Please write out again the lines starting with the line that contains "Every <instance> carries" and going on through the line that contains "positive clicks: (103, 39) (102, 37)", substituting "approximate" for "loose" and leaving everything else unchanged.

#### The records:

+--

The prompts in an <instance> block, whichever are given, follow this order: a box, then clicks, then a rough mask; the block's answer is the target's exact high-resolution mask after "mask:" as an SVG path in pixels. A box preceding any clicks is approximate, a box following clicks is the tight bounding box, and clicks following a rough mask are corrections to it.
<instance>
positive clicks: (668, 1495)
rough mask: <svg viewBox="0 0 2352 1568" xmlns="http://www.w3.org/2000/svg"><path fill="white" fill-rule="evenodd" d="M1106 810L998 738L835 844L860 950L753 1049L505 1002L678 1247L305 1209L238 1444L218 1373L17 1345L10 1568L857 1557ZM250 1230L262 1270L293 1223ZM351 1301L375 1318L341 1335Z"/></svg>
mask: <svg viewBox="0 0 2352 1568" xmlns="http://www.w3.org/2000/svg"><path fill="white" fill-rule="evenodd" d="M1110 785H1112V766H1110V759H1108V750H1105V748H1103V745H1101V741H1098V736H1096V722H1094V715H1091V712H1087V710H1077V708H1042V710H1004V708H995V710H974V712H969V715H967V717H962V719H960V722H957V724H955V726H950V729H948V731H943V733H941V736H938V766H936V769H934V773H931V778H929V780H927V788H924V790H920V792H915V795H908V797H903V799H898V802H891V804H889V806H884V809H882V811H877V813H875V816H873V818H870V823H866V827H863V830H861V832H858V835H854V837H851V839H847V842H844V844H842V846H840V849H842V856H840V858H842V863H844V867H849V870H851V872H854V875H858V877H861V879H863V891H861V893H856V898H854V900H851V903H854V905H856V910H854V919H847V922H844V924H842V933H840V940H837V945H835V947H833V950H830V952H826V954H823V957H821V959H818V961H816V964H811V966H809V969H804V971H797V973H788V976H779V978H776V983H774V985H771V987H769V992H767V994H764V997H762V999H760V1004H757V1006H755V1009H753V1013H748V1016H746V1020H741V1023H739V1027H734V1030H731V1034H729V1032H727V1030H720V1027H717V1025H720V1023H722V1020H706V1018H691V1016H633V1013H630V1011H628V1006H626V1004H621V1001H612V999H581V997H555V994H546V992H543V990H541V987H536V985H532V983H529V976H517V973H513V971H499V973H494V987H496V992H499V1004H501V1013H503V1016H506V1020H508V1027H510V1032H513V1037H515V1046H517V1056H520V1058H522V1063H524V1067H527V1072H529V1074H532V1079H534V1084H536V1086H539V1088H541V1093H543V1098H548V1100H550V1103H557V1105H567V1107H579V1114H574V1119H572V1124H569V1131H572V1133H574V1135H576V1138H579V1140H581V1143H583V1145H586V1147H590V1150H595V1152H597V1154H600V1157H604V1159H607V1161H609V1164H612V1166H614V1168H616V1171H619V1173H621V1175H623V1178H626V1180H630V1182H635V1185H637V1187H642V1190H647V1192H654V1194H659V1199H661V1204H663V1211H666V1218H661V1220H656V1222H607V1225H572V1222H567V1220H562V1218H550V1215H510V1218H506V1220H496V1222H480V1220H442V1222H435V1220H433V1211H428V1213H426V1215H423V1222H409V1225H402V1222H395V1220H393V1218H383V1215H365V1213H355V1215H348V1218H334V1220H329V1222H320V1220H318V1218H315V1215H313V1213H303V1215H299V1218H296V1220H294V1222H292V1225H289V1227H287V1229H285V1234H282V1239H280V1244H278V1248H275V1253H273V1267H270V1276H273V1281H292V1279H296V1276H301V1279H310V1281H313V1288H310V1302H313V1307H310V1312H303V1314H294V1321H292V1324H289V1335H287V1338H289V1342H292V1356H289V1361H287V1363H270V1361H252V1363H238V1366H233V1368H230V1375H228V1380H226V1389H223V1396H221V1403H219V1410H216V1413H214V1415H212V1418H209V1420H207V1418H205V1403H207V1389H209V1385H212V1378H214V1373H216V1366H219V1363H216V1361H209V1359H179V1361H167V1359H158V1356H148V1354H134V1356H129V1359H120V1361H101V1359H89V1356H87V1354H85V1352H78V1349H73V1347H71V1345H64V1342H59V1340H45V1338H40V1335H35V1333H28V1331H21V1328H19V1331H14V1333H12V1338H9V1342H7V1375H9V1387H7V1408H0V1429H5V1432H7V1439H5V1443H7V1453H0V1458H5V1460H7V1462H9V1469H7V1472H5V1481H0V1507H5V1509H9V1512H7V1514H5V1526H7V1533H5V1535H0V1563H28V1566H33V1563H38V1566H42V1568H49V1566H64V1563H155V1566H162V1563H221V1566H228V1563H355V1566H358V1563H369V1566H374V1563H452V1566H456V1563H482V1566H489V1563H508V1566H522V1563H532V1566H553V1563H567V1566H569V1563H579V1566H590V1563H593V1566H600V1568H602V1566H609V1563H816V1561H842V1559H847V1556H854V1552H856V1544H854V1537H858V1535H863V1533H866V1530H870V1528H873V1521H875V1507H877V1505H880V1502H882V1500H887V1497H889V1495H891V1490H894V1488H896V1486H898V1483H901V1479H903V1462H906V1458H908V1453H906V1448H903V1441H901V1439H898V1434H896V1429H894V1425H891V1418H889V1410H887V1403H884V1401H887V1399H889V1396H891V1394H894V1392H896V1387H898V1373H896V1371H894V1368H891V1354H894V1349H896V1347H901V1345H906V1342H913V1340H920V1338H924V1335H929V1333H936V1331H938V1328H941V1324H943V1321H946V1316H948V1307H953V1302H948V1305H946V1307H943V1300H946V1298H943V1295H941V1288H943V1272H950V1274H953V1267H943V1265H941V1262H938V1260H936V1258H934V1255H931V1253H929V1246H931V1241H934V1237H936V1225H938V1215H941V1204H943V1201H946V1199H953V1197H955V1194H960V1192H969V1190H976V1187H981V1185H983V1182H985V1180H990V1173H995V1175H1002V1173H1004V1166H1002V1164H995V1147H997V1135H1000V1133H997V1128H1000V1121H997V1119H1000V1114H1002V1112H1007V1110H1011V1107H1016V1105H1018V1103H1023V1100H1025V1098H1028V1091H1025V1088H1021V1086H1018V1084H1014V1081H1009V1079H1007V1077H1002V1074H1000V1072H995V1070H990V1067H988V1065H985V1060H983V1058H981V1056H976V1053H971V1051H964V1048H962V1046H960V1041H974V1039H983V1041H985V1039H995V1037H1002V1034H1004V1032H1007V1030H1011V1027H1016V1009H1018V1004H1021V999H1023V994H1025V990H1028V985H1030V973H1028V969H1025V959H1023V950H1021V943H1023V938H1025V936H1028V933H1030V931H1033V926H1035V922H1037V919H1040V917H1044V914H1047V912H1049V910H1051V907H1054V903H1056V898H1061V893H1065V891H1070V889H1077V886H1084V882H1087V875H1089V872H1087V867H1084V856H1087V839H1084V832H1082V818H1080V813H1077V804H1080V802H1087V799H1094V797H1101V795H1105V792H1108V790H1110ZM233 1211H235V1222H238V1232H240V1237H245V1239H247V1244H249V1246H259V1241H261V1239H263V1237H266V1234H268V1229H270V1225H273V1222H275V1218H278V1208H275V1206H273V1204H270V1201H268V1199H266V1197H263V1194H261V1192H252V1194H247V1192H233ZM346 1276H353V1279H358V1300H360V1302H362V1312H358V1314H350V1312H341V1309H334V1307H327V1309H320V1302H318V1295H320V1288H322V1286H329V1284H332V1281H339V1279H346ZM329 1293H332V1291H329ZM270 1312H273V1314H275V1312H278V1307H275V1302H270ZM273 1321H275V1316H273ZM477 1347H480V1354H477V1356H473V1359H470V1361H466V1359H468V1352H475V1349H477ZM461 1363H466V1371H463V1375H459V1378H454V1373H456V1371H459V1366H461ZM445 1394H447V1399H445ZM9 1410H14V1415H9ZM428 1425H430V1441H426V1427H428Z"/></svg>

+--

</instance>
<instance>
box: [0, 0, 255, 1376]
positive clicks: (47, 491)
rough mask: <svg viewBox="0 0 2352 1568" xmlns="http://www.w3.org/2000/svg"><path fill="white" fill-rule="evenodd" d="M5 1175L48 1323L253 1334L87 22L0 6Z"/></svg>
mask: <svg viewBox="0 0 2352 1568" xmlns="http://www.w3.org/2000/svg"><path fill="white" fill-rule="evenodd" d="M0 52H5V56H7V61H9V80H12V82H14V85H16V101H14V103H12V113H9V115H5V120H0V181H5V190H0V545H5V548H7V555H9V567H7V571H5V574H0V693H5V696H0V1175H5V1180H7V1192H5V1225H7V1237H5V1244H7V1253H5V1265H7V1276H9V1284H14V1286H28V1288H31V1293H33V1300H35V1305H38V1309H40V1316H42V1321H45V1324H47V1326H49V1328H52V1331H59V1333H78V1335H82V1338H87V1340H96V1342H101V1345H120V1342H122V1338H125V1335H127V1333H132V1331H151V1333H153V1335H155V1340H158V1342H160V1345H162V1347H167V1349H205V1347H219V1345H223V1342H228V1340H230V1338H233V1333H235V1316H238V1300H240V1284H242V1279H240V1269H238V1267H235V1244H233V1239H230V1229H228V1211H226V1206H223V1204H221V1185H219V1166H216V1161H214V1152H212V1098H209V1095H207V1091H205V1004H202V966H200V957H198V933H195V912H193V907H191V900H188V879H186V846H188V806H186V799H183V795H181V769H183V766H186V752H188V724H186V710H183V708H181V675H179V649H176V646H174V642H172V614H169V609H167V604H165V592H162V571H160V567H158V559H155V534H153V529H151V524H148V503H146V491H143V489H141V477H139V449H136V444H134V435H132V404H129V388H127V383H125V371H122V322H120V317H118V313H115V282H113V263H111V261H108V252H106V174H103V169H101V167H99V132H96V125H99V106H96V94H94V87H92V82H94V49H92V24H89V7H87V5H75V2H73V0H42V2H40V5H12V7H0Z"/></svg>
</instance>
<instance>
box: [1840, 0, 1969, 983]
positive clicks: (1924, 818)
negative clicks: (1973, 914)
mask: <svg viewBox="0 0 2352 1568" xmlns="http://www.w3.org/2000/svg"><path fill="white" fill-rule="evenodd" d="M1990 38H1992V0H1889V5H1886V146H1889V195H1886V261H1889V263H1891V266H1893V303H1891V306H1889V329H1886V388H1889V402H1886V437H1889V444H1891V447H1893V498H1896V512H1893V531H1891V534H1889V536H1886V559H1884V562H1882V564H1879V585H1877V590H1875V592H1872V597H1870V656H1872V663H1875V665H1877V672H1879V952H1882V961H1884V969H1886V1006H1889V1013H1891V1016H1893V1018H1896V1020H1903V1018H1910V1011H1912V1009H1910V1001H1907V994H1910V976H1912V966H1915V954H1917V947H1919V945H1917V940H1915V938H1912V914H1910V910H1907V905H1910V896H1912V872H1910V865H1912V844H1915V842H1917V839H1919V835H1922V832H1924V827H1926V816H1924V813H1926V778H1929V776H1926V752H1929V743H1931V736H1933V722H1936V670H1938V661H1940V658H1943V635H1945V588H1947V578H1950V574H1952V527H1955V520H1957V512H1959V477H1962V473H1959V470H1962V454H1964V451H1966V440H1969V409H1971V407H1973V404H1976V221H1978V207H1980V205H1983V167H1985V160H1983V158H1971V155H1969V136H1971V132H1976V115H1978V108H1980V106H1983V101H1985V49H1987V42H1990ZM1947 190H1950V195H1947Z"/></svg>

+--

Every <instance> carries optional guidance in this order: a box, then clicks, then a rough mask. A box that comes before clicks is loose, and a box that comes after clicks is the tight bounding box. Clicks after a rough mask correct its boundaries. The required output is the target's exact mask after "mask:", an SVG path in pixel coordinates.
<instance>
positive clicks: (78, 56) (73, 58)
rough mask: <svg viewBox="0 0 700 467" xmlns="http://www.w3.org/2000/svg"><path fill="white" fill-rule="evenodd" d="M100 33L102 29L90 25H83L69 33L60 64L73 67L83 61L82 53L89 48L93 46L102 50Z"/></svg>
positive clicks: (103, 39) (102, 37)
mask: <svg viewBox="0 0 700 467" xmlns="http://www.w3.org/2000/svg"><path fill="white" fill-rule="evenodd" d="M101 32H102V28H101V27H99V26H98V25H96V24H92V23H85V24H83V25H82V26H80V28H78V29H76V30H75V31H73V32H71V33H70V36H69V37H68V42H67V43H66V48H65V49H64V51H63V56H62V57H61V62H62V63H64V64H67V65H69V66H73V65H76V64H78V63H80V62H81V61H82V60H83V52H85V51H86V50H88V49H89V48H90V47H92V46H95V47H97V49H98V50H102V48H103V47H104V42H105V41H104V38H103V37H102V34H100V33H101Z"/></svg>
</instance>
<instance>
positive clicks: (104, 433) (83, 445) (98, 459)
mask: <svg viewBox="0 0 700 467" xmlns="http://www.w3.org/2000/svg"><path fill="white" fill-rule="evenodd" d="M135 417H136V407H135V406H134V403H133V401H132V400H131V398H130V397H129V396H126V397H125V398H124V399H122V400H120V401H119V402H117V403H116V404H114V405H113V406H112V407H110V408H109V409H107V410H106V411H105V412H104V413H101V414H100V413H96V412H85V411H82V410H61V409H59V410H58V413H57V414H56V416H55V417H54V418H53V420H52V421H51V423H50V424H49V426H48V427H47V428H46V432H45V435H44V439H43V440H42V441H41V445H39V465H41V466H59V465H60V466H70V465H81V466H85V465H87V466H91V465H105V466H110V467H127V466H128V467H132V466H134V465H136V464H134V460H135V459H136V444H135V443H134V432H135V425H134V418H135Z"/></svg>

+--

#### Output for this task:
Every <instance> carries optional guidance in this order: a box, then clicks, then a rough mask. A box that comes before clicks is approximate, and a box that comes after clicks is the tight bounding box. Clicks after a rough mask correct its boundaries. The required output is the target's exact mask after "mask:", an SVG path in pixel coordinates.
<instance>
positive clicks: (78, 56) (73, 58)
rough mask: <svg viewBox="0 0 700 467" xmlns="http://www.w3.org/2000/svg"><path fill="white" fill-rule="evenodd" d="M100 33L102 29L90 25H83L69 33L60 64L73 67L83 61L82 53L89 48L93 46L102 50Z"/></svg>
positive clicks: (103, 39) (102, 37)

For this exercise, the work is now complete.